Exercise task
Extract every line from the rows below that contains the word "porch". Case counts, so a line matches only when the word appears with the same capitalization.

Records provided

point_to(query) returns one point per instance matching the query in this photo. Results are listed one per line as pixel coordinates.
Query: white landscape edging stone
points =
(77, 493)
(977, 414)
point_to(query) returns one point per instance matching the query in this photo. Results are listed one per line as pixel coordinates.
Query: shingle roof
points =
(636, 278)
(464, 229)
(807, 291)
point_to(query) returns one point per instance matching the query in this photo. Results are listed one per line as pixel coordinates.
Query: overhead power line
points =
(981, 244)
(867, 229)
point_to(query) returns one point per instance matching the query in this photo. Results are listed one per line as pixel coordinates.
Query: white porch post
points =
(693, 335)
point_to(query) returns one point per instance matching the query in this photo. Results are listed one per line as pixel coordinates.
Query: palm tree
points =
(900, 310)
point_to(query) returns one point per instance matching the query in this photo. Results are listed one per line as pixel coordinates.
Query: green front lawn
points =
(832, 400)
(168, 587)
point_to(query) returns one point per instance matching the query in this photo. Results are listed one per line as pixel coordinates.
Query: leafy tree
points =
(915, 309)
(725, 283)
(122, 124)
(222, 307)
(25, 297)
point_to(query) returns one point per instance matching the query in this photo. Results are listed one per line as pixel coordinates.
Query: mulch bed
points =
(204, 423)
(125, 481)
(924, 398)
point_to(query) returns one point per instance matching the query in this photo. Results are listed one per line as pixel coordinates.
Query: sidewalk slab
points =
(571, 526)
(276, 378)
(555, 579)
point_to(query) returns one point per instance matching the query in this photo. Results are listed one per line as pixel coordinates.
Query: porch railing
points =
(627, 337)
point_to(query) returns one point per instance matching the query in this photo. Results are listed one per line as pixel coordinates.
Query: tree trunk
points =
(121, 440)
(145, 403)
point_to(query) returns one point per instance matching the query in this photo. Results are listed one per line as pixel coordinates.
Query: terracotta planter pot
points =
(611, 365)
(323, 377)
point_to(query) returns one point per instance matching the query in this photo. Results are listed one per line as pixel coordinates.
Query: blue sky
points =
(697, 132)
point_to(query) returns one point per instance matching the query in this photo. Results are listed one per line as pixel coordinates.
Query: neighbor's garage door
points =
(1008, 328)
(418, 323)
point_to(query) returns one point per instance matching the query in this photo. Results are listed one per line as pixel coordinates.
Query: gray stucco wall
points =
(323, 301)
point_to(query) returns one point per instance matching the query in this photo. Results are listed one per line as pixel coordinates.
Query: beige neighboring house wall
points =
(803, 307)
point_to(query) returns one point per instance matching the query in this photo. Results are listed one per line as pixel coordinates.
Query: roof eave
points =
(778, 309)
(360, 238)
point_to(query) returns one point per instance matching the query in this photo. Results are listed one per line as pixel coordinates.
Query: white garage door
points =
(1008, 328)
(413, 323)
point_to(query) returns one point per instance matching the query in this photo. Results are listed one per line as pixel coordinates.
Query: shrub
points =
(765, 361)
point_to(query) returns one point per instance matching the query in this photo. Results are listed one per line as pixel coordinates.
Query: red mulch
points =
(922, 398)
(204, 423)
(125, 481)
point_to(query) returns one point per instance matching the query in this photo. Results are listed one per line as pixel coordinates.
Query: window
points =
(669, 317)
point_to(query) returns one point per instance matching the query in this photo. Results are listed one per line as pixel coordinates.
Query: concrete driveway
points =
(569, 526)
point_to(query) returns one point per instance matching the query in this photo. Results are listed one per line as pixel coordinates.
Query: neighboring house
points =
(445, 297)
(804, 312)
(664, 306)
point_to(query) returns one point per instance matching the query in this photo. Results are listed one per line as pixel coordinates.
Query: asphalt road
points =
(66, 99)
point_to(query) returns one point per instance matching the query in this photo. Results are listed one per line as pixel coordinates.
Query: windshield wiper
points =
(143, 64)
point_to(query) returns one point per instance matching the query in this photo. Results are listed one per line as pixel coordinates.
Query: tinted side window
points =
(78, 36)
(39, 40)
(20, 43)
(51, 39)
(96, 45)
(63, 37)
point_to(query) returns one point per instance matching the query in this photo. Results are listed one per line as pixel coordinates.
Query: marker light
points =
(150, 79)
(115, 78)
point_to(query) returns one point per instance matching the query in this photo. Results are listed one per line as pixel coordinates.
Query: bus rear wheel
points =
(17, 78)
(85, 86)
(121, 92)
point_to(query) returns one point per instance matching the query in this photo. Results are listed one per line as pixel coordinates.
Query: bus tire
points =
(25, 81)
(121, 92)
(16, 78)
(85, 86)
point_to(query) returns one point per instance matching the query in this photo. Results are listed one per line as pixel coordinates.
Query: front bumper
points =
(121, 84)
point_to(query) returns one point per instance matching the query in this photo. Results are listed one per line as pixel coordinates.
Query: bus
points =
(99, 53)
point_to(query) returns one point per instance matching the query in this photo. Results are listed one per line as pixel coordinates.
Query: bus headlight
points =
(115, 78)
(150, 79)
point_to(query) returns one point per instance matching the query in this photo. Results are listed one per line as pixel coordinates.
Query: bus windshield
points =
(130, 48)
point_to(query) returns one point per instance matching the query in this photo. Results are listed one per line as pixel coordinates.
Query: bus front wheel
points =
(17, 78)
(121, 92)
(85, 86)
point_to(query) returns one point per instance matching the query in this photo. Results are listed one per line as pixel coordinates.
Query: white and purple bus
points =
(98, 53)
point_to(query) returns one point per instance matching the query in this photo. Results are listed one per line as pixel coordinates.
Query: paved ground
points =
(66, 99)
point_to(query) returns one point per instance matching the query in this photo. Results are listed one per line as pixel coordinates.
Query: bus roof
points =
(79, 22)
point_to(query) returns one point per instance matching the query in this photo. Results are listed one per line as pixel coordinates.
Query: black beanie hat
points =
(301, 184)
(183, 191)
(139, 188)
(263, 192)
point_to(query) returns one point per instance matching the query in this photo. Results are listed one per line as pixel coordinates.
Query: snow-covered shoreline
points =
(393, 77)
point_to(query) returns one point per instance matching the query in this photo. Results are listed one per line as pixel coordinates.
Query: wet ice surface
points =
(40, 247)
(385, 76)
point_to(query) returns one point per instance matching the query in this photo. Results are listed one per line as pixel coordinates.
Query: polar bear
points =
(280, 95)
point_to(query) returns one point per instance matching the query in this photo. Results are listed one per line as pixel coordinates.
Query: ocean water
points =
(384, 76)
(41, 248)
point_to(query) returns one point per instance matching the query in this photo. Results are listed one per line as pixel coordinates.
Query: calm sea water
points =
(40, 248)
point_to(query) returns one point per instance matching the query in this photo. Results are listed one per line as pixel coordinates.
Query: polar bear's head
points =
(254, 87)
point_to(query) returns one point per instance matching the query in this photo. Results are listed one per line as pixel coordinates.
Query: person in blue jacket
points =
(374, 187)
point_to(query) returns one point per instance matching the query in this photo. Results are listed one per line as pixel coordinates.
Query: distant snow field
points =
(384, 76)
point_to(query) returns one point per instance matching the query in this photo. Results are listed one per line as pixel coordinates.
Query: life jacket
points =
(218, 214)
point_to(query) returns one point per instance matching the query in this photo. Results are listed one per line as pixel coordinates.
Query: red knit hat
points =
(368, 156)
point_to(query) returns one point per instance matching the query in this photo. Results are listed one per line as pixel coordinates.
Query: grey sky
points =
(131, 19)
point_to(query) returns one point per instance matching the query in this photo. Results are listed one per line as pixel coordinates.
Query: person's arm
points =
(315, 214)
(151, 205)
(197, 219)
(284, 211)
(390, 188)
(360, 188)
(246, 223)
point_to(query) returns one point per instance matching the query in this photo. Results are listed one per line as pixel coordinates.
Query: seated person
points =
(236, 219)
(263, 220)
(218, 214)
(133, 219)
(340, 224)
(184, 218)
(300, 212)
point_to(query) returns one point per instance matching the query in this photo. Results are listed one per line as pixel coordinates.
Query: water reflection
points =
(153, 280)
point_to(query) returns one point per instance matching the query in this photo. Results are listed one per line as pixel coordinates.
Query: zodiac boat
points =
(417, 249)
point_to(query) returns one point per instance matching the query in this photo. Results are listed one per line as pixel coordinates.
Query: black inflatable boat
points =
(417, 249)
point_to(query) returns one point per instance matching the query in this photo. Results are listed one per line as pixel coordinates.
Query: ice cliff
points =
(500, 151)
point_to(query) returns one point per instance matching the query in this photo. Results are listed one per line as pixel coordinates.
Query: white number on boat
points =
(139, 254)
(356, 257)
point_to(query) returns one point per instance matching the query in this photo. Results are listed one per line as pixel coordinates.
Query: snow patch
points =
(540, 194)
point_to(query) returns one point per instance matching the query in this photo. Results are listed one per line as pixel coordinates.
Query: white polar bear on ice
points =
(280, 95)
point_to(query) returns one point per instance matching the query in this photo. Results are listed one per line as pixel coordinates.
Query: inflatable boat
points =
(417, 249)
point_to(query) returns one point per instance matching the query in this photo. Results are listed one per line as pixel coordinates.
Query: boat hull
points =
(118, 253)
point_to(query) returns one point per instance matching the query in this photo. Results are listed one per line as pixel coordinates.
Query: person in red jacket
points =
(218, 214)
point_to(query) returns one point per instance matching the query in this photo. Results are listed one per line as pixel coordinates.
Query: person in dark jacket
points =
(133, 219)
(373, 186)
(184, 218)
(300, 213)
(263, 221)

Written solution
Query: white porch post
Query: porch railing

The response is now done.